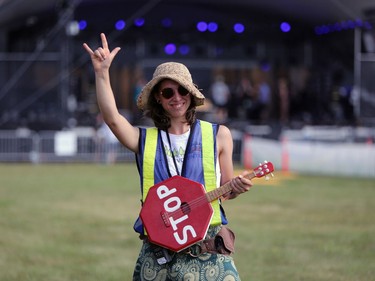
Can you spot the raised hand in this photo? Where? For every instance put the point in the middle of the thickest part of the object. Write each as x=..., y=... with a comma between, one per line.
x=102, y=57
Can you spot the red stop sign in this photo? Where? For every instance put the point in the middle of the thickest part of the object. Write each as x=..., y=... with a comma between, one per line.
x=176, y=213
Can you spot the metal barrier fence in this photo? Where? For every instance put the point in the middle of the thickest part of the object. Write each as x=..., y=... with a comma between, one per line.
x=81, y=145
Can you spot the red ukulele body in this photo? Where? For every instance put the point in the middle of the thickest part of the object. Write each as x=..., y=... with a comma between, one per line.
x=177, y=212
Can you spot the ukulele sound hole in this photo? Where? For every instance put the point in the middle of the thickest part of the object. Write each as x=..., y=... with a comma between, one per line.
x=185, y=208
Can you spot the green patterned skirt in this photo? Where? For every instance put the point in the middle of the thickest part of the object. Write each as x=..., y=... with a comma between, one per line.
x=185, y=267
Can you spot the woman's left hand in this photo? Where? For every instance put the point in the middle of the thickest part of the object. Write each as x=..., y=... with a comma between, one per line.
x=240, y=184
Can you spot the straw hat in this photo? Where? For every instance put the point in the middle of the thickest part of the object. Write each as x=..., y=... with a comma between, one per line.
x=174, y=71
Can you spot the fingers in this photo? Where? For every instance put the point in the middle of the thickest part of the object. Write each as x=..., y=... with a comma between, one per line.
x=240, y=184
x=102, y=52
x=88, y=49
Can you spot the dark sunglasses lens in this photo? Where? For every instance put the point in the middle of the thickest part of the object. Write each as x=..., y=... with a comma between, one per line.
x=182, y=91
x=167, y=93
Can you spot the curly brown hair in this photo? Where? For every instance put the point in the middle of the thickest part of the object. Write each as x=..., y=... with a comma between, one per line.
x=156, y=112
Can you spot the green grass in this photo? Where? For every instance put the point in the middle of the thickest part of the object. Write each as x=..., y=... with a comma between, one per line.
x=74, y=222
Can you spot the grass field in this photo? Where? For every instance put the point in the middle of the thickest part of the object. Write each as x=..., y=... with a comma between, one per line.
x=74, y=223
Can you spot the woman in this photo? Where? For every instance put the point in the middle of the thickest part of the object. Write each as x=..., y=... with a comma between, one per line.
x=170, y=99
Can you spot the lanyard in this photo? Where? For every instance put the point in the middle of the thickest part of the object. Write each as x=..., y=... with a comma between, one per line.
x=173, y=157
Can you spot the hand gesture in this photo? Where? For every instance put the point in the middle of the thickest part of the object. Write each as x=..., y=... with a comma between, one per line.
x=102, y=57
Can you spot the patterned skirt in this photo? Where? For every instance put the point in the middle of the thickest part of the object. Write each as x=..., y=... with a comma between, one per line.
x=186, y=267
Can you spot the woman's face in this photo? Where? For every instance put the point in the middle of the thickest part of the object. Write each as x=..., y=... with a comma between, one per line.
x=177, y=104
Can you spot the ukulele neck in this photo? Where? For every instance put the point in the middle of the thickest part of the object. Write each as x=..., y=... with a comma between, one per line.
x=224, y=189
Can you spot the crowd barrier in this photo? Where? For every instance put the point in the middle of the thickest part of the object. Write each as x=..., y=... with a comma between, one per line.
x=79, y=145
x=327, y=151
x=323, y=152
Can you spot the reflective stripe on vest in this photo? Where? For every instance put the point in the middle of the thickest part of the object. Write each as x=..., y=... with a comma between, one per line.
x=208, y=155
x=149, y=160
x=209, y=164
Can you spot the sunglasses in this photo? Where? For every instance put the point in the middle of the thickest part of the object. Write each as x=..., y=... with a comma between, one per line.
x=167, y=93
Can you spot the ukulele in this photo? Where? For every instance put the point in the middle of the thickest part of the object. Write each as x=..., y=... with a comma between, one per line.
x=177, y=212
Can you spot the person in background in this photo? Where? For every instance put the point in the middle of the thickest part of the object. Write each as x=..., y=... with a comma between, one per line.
x=170, y=99
x=220, y=94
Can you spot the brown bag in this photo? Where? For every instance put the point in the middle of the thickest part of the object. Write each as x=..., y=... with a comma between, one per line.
x=222, y=243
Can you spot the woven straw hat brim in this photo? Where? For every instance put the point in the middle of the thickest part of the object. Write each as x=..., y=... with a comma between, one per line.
x=188, y=85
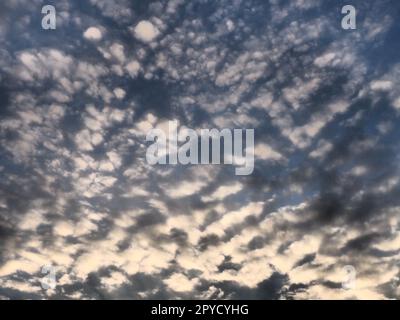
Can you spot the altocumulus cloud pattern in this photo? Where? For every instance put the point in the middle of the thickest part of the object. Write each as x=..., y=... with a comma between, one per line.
x=77, y=193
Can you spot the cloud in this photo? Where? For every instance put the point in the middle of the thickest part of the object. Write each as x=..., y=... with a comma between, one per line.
x=146, y=31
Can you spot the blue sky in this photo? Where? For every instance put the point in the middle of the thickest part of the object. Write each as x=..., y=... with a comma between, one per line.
x=76, y=192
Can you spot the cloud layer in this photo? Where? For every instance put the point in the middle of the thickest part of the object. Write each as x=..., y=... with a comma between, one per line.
x=76, y=191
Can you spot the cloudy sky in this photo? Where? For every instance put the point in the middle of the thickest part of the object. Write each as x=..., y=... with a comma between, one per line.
x=76, y=191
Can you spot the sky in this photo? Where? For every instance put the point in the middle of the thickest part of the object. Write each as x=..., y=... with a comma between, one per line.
x=77, y=194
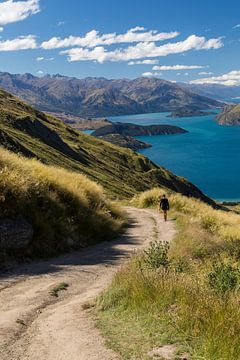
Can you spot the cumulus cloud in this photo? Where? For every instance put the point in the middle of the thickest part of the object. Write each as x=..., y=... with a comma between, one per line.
x=178, y=67
x=20, y=43
x=13, y=11
x=142, y=50
x=42, y=58
x=151, y=74
x=231, y=78
x=93, y=38
x=144, y=62
x=205, y=73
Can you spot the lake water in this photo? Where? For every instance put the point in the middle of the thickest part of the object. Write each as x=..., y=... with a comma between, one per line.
x=208, y=156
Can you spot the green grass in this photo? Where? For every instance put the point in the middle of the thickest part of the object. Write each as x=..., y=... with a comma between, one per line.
x=121, y=172
x=60, y=287
x=66, y=209
x=191, y=300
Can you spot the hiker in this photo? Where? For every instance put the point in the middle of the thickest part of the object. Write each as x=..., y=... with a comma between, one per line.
x=164, y=205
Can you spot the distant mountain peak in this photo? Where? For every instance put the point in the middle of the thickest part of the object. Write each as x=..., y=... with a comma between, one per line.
x=100, y=97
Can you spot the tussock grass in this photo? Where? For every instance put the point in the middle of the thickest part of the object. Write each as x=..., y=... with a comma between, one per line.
x=66, y=209
x=191, y=300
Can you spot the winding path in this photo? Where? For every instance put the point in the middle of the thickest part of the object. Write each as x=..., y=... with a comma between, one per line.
x=37, y=326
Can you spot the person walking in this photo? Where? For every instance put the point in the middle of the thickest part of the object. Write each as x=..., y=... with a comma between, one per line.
x=164, y=205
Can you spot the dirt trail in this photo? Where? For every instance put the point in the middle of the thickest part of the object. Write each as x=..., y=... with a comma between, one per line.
x=37, y=326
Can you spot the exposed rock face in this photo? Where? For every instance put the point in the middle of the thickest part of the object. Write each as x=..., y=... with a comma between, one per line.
x=230, y=115
x=15, y=234
x=100, y=97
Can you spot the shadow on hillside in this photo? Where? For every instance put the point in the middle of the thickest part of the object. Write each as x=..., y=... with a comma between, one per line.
x=107, y=253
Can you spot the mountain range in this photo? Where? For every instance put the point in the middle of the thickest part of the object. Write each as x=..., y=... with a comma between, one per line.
x=100, y=97
x=120, y=171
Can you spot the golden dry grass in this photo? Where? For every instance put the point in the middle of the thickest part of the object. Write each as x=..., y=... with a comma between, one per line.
x=193, y=302
x=64, y=207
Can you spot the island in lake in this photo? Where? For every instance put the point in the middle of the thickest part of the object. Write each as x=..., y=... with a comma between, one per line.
x=189, y=112
x=122, y=134
x=230, y=115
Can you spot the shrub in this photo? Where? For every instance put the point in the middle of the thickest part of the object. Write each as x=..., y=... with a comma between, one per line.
x=156, y=255
x=209, y=223
x=224, y=277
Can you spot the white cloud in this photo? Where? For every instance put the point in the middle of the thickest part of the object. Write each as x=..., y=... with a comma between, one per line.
x=144, y=62
x=178, y=67
x=21, y=43
x=93, y=38
x=61, y=23
x=205, y=73
x=13, y=11
x=151, y=74
x=231, y=78
x=41, y=58
x=142, y=50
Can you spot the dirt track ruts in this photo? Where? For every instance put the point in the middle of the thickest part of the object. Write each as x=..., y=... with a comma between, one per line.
x=58, y=328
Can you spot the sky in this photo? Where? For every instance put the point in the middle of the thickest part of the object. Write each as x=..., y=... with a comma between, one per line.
x=177, y=40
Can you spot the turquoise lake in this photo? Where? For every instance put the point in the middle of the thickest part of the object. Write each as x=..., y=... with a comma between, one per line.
x=208, y=155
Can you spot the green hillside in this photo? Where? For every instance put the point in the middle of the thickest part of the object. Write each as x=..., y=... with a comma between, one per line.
x=45, y=210
x=121, y=172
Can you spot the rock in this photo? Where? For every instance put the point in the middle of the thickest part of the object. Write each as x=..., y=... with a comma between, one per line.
x=166, y=352
x=15, y=234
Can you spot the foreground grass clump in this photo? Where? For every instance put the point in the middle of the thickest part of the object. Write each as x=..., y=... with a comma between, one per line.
x=60, y=287
x=187, y=294
x=66, y=209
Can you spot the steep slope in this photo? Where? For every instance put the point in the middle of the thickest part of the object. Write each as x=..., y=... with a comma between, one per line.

» **Written instruction**
Exactly and exclusively, repeat the lines from the line that contains "Can you spot the green hillside" through the end of the records, both ends included.

» **Result of this exercise**
Can you spot the green hillside in this photo? Where? For every instance put the point in the middle of the thickest part of the object. Write each as x=..., y=... with a comma between, one per line.
x=45, y=210
x=121, y=172
Can you spot the rock in this photo? Where? For every instance put the point in the middle of the thickest part of the object. Write each as x=..., y=... with a comma between, one per line.
x=166, y=352
x=15, y=234
Can you spot the foreground grass clump in this photo? Where? For every instance put the point in the middle of the thickest part of the object. Write each as x=..., y=... with a comma between, one per line.
x=60, y=287
x=187, y=294
x=66, y=209
Can you spot the steep slope in this photo? Where? For every instance put the point in the middle of the thickest part of the object. Write each as x=..., y=... with a comma between, one per line.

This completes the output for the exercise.